**What is being asked:** Arrange every line of the entries below as a Markdown table with the columns Index and Text, numbering the rows and skipping blank lines. Leave the pictures out of the answer.

* start Material *

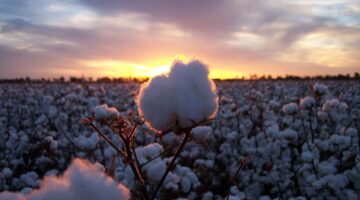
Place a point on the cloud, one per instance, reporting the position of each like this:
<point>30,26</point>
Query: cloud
<point>236,35</point>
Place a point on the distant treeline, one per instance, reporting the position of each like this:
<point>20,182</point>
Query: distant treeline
<point>72,79</point>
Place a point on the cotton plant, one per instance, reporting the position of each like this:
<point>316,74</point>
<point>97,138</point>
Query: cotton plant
<point>81,180</point>
<point>175,102</point>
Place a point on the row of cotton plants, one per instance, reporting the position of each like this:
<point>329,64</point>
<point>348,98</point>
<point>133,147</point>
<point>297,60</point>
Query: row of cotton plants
<point>269,139</point>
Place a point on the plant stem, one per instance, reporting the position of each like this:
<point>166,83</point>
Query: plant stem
<point>128,158</point>
<point>121,152</point>
<point>177,153</point>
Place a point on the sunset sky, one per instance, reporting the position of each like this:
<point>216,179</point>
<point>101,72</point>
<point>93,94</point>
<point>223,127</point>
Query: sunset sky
<point>48,38</point>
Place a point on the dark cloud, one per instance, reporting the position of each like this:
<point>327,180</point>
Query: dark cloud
<point>208,24</point>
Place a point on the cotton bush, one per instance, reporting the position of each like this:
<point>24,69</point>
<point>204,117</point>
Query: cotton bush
<point>181,99</point>
<point>81,181</point>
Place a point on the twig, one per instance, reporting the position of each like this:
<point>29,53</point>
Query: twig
<point>121,152</point>
<point>177,153</point>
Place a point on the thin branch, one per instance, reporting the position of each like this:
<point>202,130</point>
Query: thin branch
<point>121,152</point>
<point>177,153</point>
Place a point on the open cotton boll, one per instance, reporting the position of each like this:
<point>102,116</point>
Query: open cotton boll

* end Material *

**Written solution:**
| Index | Text |
|---|---|
| 1 | Place a point on the cloud, one per instance, reporting the position of each like this: |
| 2 | <point>30,26</point> |
| 3 | Query: cloud |
| 4 | <point>236,35</point> |
| 5 | Place a point on the distant treeline, one per instance, reporting the position of each like this: |
| 6 | <point>20,182</point> |
| 7 | Query: distant treeline |
| 8 | <point>72,79</point> |
| 9 | Place a point on the cotton plant, one per instance, reporting the position of each like this: |
| 10 | <point>316,74</point> |
| 11 | <point>97,138</point> |
| 12 | Query: cotton plant |
| 13 | <point>81,180</point> |
| 14 | <point>175,102</point> |
| 15 | Place a point on the row of cotton plants, one per instance, reporting the position of each like this: |
| 16 | <point>329,64</point> |
| 17 | <point>348,98</point> |
| 18 | <point>133,147</point> |
| 19 | <point>297,60</point> |
| 20 | Query: row of cotton plants |
| 21 | <point>269,139</point> |
| 22 | Place a point on the plant stem, one per instance, reporting the position of each like this: |
| 23 | <point>166,83</point> |
| 24 | Query: plant stem |
| 25 | <point>128,158</point> |
| 26 | <point>121,152</point> |
| 27 | <point>177,153</point> |
| 28 | Place a point on the sunset sky, one per instance, reporting the position of each like this: |
| 29 | <point>216,179</point> |
| 30 | <point>101,72</point> |
| 31 | <point>93,94</point> |
| 32 | <point>223,127</point> |
| 33 | Query: sunset sky |
| 34 | <point>48,38</point> |
| 35 | Place a point on the dark cloud, one per instance, reporting the position of each like this: |
| 36 | <point>327,180</point> |
| 37 | Query: dark cloud |
| 38 | <point>208,24</point> |
| 39 | Place a point on the cotton bush, one per instance, reporting the position of each like this: |
| 40 | <point>24,69</point> |
| 41 | <point>204,117</point> |
| 42 | Query: cotton bush |
| 43 | <point>181,99</point> |
| 44 | <point>81,181</point> |
| 45 | Place a point on the twig, one per instance, reporting the position of each like this: |
| 46 | <point>29,53</point> |
| 47 | Query: twig |
| 48 | <point>121,152</point> |
| 49 | <point>177,153</point> |
| 50 | Place a point on the thin branch, one per instance, reporting the position of each like this: |
| 51 | <point>202,130</point> |
| 52 | Query: thin branch |
| 53 | <point>121,152</point> |
| 54 | <point>177,153</point> |
| 55 | Place a point on the open cotton boll, one per instance, reporting the position of each like this: |
| 56 | <point>102,116</point> |
| 57 | Query: open cotton boll |